> _ATTIVITÀ RICHIESTE_
A: Nei record, rinomina "sunset sky" in "evening sky" e riscrivi le righe comprese tra quella che contiene "Reviewer note: confirm that each instance of the terracotta" e la fine dei record, estremi inclusi, senza cambiare nient'altro.
B: Prosegui il testo sulle aste dei BTP a 7 e 30 anni a partire dal punto in cui si interrompe.

> _TESTO FORNITO_
★ ★ ★

Un’espressione che ormai fa parte del giornalismo, diventata una metafora che sta ad indicare, anche al di fuori dell’ambito sportivo, un risultato a sorpresa e contro tutti i pronostici.
Un po’ quello che è successo ieri con le due aste di BTP a 7 e 30 anni.
Dopo un mese di dicembre piuttosto “scarico” di emissioni (era già stato fatto il “pieno” nei mesi precedenti), la giornata di ieri ha inaugurato il 2024. Un anno alquanto impegnativo, in termini di fabbisogno, e non solo per il nostro Paese. Si calcola, infatti, che ammonti a ben € 1.245 MD la necessità di raccolta da parte dei Paesi membri UE: si va dai nostri 340-360 MD (UBS stima € 346 MD, che fanno seguito ai 344 dell’anno scorso), la Germania 275 MD, la Francia 295, la Spagna 164, e così via. Numeri impegnativi, a maggior ragione nel momento in cui la BCE non partecipa più agli acquisti, vista la decisione, presa da tempo, di annullare il QE (l’acquisto, cioè, di titoli governativi), ma, anzi, “riverserà” sul mercato, mese dopo mese, parte di titoli a suo tempo acquistati. Se limitiamo lo sguardo all’Italia, nel 2024 arriveranno a scadenza € 265 MD di BTP, a cui si dovranno aggiungere altri titoli (per es. i CCT) a medio termine, oltre alla necessità di “aggiungere” debito per finanziare le attività indicate nella Legge di Bilancio. E dal computo sono esclusi i titoli a breve (BOT). Senza contare che l’esposizione sarebbe ancora maggiore se non ci fosse il PNRR, che porterà “fieno in cascina” grazie all’incasso delle nuove rate.
Ma torniamo alla giornata di ieri.
Come detto, il Tesoro aveva in programma il lancio di 2 nuovi BTP, uno a 7 anni, l’altro a 30.

★ ★ ★

Voci di dati
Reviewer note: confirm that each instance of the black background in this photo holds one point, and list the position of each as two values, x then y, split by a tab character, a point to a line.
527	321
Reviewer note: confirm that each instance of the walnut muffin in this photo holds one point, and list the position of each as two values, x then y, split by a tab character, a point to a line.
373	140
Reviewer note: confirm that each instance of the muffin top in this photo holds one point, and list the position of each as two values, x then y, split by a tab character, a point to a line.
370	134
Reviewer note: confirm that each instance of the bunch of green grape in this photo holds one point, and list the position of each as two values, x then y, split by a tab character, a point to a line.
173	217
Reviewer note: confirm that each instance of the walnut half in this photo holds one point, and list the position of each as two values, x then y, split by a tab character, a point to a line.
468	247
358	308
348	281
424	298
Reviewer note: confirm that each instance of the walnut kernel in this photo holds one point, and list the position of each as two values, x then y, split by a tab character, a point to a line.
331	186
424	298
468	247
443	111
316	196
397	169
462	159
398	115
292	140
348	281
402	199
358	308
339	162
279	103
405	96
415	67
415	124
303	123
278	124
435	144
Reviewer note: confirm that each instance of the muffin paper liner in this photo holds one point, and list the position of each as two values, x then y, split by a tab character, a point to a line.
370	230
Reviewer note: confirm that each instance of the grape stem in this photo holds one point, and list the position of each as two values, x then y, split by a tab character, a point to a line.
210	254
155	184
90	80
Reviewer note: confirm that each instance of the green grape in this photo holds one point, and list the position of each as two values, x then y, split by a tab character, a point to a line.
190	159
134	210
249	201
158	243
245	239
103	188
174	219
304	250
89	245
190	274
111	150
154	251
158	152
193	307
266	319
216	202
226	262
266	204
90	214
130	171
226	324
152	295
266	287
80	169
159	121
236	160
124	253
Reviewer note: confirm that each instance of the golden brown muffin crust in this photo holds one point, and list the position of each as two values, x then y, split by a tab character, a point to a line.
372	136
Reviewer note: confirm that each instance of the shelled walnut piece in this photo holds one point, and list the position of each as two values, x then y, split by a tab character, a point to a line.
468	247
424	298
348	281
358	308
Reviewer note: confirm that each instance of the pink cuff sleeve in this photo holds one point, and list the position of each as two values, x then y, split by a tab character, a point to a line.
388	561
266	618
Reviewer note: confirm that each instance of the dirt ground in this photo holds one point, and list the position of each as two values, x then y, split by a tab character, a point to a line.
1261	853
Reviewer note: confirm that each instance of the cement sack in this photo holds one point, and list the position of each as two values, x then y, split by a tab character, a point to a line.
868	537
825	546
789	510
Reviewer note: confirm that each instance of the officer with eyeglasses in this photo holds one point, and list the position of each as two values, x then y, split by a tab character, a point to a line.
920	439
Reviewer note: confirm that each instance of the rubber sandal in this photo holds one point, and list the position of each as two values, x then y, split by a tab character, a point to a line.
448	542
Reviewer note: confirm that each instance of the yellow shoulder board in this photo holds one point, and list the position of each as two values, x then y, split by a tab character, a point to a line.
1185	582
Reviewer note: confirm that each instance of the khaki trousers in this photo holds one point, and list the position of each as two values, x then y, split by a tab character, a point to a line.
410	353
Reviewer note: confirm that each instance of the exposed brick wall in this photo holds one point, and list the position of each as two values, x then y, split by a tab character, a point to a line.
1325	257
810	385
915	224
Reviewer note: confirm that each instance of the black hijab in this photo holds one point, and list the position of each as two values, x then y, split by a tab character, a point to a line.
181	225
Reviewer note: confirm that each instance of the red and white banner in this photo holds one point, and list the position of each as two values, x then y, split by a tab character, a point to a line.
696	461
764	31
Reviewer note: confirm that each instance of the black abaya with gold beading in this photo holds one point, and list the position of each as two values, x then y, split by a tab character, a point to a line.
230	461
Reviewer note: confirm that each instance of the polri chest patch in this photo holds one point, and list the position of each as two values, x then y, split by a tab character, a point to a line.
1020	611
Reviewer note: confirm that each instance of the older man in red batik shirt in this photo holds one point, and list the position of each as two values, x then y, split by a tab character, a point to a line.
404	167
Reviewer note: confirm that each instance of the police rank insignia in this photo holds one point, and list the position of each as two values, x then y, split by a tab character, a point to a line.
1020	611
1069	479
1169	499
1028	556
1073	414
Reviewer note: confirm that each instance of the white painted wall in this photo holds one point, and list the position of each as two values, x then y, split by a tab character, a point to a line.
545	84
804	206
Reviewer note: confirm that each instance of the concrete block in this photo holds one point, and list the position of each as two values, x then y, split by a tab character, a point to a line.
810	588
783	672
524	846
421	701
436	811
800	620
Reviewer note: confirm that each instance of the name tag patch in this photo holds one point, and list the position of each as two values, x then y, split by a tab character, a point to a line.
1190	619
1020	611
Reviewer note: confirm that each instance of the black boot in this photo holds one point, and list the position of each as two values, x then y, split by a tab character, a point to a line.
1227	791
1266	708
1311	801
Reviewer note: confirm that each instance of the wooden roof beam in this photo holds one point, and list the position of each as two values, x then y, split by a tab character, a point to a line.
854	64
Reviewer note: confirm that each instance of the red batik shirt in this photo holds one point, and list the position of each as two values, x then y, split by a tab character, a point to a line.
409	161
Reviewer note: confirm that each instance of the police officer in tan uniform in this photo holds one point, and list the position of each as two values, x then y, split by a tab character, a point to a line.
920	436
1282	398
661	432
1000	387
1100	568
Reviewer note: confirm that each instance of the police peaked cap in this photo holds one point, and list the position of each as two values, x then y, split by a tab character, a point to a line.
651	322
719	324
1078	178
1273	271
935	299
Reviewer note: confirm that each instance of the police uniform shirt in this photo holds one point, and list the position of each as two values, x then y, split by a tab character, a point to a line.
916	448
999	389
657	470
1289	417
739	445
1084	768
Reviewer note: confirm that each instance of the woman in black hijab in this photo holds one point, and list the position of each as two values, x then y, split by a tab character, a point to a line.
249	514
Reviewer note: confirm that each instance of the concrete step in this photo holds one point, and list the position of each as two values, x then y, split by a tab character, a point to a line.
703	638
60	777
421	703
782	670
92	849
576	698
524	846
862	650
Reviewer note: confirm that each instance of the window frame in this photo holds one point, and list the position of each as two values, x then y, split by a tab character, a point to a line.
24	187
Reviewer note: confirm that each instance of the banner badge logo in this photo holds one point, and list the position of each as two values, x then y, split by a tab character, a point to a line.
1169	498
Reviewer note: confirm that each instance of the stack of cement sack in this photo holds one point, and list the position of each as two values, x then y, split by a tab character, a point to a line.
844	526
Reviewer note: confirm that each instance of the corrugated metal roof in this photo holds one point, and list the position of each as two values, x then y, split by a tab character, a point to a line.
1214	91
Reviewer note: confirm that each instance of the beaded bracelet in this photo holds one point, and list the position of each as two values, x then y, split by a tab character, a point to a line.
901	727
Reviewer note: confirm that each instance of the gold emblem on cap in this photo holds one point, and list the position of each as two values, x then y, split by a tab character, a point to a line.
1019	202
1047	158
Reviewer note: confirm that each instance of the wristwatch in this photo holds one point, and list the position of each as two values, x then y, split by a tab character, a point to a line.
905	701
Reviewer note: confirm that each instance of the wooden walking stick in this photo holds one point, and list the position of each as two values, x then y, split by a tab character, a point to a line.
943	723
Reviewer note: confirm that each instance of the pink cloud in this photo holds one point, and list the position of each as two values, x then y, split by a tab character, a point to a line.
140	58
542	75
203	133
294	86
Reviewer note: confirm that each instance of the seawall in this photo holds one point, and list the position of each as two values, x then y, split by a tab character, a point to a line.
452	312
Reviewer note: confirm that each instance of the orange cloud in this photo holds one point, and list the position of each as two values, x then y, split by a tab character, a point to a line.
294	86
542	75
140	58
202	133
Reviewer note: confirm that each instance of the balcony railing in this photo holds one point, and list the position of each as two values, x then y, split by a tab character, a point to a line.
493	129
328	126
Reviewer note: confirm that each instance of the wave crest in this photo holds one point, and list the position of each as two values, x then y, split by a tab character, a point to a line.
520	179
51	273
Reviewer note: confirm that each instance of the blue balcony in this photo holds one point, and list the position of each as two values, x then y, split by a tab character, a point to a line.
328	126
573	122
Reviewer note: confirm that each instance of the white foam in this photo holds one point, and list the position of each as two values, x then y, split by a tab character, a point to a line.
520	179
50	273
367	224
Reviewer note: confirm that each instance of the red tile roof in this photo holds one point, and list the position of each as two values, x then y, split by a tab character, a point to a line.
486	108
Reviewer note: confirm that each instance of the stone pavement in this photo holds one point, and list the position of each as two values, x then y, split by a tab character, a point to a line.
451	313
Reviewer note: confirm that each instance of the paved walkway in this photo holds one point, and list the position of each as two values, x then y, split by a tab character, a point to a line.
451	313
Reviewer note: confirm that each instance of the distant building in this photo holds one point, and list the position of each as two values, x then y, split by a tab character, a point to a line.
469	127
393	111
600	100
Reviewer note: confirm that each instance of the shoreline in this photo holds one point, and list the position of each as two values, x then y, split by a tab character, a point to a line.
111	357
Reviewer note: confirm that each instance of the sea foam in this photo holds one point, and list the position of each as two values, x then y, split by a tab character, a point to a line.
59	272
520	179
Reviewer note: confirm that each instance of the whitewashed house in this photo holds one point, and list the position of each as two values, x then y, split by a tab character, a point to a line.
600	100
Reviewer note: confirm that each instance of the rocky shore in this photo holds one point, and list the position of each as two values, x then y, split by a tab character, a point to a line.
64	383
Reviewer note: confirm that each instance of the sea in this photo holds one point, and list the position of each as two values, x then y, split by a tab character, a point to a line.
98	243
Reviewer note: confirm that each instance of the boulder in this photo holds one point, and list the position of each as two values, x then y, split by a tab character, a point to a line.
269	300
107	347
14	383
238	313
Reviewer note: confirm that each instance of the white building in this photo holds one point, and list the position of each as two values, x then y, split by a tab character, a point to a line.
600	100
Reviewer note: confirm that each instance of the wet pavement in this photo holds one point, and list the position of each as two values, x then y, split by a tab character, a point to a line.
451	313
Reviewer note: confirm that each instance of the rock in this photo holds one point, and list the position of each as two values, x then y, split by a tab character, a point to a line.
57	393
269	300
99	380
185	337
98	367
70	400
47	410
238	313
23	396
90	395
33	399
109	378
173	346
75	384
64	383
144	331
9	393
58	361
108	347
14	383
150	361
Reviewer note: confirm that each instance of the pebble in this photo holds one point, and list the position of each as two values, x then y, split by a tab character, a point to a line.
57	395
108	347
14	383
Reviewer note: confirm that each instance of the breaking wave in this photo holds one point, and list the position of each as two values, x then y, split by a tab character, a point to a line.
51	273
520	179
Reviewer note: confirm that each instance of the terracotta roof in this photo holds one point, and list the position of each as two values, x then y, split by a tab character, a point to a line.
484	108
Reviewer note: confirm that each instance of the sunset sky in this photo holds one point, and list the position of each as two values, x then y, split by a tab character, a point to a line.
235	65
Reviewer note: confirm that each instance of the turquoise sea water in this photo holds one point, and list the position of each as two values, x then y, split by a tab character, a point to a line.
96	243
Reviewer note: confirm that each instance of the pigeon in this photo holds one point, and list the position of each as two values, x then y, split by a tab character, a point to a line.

★ ★ ★

> _SOLUZIONI PROPOSTE_
A:
Reviewer note: confirm that each instance of the terracotta roof in this photo holds one point, and list the position of each as two values, x then y, split by a tab character, a point to a line.
484	108
Reviewer note: confirm that each instance of the evening sky in this photo holds one point, and list the position of each as two values, x then y, split by a tab character, a point to a line.
235	65
Reviewer note: confirm that each instance of the turquoise sea water in this photo holds one point, and list the position of each as two values, x then y, split by a tab character, a point to a line.
96	243
Reviewer note: confirm that each instance of the pigeon in this photo holds one point, and list the position of each as two values, x then y, split by a tab character, a point to a line.

B:
A fronte, rispettivamente, di un collocamento di € 10 MD e di € 5 MD, sono arrivate richieste nel primo caso pari a € 73 MD, nel secondo di 82 MD. Cioè, contro i 15 collocati, ne sono stati richiesti 155 MD. Clamoroso, appunto (per la cronaca, anche altri Paesi hanno visto un risultato simile: il Belgio, per es, a fronte di 7 MD collocati, ha ricevuto richieste per 72, la Gran Bretagna, su 2,25 MD di sterline collocati, 8 MD di richieste).
Un risultato, il nostro, per niente scontato, che ci fornisce alcune chiavi di lettura.
La prima (che, peraltro, vale un po’ per tutta Europa): essendo i tassi visti in ribasso, oggi si assiste ad una “corsa” per assicurarsi livelli di interesse che nei prossimi mesi/anni non saranno più possibili (l’emissione a 7 anni è avvenuta con un rendimento del 3,548% annuo, quella a 30 al 4,515%).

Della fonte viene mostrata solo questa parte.